- [SOURCE DOCUMENT]:

□ □ □ □ □ □ □

It’s been a long, long time since I knelt beside my bed and prayed with full faith, asking the Lord my soul to keep. My prayers were never answered and I abandoned God by the time I was 10 years old. I reconsidered faith regularly: when I first studied world religions in high school, when I had a Catholic boyfriend, when I had children. At my harshest, I considered religion a crutch for those who were too lazy or too weak to make their own decisions. If asked I might have answered agnostic or atheist, or simply said there might be something we don’t understand– yet. For many years I simply haven’t thought about it.
Then I came to the Holy Land.
Religion permeates this place. In Jerusalem even I could feel something, coming from the people, from the very stones. People wear their faith, literally.

Pilgrims come from all around the world. They kiss the stones in churches, walk the stations of the cross, pray at the Wailing Wall, visit the Dome of the Rock. Their faces shine with joy.
I knew this was the centre of three religions: Judaism, Christianity and Islam. Yet the reality is much more complex and splintered. Jewish can mean Orthodox, Ultraorthodox, Hasidic, regular, nonsecular, Zionist. Christians here might be Catholic, Greek or Russian Orthodox, Armenian or one of the evangelical branches. The Muslims may be Shia or Shi’ite. There are also Druse and Bahá’í. Often the conflicts between sects of the same religion can be heated. In all of these faiths there are the usual variations in level of religiosity. To my surprise, 65% of Israelis identify as not religious, and 45% of the Arab population say the same.

□ □ □ □ □ □ □

- [LISTED RECORDS]:

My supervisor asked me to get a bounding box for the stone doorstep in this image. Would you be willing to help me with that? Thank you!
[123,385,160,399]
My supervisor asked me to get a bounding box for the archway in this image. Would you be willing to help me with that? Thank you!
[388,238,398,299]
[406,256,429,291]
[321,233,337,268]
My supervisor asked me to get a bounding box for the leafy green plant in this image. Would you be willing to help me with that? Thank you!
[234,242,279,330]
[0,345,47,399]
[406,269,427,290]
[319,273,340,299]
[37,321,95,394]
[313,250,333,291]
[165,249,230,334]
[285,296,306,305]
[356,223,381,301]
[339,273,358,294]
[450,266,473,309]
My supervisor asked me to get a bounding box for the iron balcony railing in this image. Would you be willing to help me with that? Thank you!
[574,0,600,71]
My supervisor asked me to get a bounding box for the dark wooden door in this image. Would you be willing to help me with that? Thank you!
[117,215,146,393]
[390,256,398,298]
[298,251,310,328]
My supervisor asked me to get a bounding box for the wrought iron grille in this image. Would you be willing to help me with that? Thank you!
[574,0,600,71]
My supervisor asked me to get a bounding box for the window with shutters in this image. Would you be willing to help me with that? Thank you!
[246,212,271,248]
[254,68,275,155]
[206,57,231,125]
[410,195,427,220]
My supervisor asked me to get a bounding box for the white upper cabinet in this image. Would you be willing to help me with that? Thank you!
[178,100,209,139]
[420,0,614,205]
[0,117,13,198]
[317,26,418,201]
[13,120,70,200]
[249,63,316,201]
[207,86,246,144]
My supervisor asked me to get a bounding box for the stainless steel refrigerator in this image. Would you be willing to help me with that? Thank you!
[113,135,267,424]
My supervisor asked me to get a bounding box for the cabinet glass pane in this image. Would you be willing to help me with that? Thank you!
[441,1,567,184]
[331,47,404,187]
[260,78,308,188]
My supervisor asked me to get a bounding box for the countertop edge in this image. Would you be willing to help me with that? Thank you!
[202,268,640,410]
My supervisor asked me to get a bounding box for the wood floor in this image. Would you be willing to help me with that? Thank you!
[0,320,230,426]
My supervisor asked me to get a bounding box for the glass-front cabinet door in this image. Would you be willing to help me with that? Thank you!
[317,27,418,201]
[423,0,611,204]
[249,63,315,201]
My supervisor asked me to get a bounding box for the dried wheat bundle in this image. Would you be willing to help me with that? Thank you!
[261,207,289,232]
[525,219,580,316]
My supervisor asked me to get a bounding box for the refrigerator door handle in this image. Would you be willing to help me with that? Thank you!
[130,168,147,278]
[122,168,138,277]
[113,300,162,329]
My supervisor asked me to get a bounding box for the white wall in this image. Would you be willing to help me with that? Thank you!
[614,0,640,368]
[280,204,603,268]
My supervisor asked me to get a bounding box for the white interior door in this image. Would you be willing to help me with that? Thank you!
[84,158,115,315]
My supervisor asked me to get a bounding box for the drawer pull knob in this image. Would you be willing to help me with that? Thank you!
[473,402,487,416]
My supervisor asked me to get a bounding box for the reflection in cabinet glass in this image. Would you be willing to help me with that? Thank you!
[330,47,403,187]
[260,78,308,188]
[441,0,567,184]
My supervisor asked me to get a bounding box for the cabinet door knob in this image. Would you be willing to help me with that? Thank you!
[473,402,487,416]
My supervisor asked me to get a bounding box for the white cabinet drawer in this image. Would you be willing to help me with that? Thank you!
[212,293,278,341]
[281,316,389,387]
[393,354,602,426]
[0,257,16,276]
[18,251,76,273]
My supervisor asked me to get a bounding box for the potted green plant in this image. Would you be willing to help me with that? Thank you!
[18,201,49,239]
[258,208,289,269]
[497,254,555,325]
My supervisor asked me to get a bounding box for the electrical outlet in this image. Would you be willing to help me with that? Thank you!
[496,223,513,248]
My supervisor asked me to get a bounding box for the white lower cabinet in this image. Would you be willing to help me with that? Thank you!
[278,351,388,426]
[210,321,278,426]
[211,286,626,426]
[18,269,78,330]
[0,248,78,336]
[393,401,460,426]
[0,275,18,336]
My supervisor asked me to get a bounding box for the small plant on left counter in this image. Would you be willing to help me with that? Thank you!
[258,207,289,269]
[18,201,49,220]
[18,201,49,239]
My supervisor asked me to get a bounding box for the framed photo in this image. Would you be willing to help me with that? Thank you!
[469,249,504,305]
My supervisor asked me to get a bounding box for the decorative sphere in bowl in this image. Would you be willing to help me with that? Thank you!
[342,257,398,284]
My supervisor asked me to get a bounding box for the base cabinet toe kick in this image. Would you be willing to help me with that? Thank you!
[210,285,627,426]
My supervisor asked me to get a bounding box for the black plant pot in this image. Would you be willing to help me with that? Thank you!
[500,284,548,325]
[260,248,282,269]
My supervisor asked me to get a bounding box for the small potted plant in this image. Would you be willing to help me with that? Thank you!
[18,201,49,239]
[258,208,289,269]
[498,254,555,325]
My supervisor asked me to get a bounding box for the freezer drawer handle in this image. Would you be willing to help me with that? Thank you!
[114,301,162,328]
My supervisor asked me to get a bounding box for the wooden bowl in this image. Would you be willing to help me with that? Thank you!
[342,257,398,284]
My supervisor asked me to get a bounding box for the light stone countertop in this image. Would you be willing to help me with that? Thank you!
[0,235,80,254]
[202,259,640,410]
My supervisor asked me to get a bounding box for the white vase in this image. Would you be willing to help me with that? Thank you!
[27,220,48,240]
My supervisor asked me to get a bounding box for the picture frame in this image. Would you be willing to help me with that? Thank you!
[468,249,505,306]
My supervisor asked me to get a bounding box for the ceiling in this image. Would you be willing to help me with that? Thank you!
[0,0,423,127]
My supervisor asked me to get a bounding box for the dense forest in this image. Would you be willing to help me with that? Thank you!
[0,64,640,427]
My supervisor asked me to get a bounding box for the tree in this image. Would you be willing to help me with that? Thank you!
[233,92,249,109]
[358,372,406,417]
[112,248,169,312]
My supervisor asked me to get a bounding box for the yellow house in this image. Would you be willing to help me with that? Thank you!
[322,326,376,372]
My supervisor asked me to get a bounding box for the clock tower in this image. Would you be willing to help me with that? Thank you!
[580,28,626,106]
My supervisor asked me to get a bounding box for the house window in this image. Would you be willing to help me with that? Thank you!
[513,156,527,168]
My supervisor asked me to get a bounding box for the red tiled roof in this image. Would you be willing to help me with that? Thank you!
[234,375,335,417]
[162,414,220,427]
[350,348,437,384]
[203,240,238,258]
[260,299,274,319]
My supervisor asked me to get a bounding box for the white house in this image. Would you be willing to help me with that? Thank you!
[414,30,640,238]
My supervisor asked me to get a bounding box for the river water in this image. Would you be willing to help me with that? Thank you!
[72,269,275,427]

□ □ □ □ □ □ □

- [GIVEN TASK A]: In the essay on faith in the Holy Land, what share of Israelis identify as not religious?
- [GIVEN TASK B]: List every form of Jewish identity named in the essay on faith in the Holy Land.

- [EXERCISE OUTPUT A]: 65% of Israelis identify as not religious.

- [EXERCISE OUTPUT B]: Orthodox, Ultraorthodox, Hasidic, regular, nonsecular, Zionist